## EXERCISE AIM
Display each line of the data below that contains the word "brim", reproducing every such line in full.

━━ RECORDS SHOWN

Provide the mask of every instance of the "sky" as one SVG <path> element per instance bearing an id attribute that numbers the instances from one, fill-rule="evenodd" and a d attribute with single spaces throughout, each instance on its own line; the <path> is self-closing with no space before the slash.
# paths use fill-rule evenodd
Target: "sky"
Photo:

━━━━
━━ RECORDS SHOWN

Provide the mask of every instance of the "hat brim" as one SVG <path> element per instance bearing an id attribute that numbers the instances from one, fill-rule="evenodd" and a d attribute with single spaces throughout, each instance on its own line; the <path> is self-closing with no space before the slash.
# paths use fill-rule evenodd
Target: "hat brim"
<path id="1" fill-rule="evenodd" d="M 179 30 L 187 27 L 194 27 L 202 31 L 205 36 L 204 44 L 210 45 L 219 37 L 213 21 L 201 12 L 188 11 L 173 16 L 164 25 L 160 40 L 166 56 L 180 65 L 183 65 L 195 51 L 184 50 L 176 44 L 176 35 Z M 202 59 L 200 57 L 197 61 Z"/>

━━━━
━━ RECORDS SHOWN

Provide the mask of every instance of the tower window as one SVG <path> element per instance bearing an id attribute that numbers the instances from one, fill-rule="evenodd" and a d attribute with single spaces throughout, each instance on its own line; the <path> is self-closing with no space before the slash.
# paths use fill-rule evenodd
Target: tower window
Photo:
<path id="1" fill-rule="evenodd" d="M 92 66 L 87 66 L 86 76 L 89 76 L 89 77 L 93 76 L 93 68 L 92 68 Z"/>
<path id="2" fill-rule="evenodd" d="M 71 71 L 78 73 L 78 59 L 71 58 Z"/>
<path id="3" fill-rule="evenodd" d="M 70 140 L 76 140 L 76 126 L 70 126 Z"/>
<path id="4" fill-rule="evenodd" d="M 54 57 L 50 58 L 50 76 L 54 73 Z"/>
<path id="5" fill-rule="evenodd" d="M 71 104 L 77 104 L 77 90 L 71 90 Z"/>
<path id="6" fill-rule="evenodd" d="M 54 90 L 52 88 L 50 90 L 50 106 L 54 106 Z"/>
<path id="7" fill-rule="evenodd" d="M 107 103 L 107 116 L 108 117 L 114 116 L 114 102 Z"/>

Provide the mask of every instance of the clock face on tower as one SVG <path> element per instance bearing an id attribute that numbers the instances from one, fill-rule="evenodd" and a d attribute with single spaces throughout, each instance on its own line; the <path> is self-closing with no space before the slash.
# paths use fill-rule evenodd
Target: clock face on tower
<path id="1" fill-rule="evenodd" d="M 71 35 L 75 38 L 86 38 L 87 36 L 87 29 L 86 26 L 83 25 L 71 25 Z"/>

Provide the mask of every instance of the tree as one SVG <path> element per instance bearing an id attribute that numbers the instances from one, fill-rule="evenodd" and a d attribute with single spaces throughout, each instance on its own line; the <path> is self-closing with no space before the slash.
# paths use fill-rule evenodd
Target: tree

━━━━

## ANSWER
Provide the mask of every instance of the "hat brim" as one SVG <path> element per instance bearing an id attribute that numbers the instances from one, fill-rule="evenodd" and a d attribute with single spaces throughout, each instance on its own line; the <path> is self-closing with no space before the slash.
Target: "hat brim"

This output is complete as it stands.